Some US allies now believe the most effective response to a volatile president is to treat his rhetoric as background noise.

That calculus was evident after Trump’s threat to annihilate Iran stoked fears of nuclear war. In response, officials in Britain, France and Germany drafted what one European diplomat called a “harsh” joint statement later that day. But they chose not to release it, deciding Trump’s language was bluster and a public rebuke could prompt him to continue the bombing. By evening, Trump had announced a two-week ceasefire with Iran.

The British, French and German foreign ministries didn’t reply to requests for comment.

The episode, also previously unreported, illustrates an approach many allies now follow: restraint over confrontation. But diplomats said that repeatedly discounting Trump’s threats is also dangerous because it might leave them unprepared when another crisis looms.

* _Exercise set_:
A) In the passage on US allies, what did Trump announce by evening?
B) Reproduce everything in the passage on US allies from "Some US allies" down to "ceasefire with Iran.".

* _Data_:
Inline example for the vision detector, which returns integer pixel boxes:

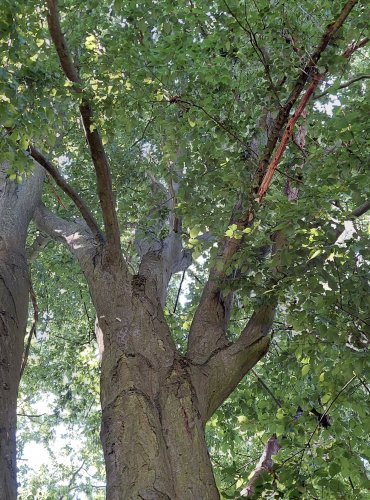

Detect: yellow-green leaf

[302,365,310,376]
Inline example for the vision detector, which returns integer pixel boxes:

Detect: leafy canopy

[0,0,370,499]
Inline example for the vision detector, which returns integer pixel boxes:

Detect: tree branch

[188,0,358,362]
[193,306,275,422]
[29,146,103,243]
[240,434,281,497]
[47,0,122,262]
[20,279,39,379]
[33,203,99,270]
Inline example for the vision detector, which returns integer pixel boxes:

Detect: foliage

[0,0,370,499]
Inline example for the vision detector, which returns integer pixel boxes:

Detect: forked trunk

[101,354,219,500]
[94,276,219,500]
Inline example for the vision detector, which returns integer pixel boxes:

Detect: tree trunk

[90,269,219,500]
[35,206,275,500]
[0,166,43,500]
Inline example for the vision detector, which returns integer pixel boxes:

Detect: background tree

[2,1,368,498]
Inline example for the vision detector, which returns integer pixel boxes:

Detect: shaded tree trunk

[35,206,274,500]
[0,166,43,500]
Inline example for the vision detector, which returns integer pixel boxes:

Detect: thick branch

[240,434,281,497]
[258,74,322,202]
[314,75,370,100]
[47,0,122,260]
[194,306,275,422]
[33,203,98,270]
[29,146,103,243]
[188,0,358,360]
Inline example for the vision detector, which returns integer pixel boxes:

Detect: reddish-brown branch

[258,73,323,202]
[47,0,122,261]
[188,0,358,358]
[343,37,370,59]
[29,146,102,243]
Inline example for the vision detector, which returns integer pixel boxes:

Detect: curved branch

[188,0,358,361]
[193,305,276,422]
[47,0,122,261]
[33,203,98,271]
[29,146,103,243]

* _Results for the exercise_:
A) A two-week ceasefire with Iran.

B)
Some US allies now believe the most effective response to a volatile president is to treat his rhetoric as background noise.

That calculus was evident after Trump’s threat to annihilate Iran stoked fears of nuclear war. In response, officials in Britain, France and Germany drafted what one European diplomat called a “harsh” joint statement later that day. But they chose not to release it, deciding Trump’s language was bluster and a public rebuke could prompt him to continue the bombing. By evening, Trump had announced a two-week ceasefire with Iran.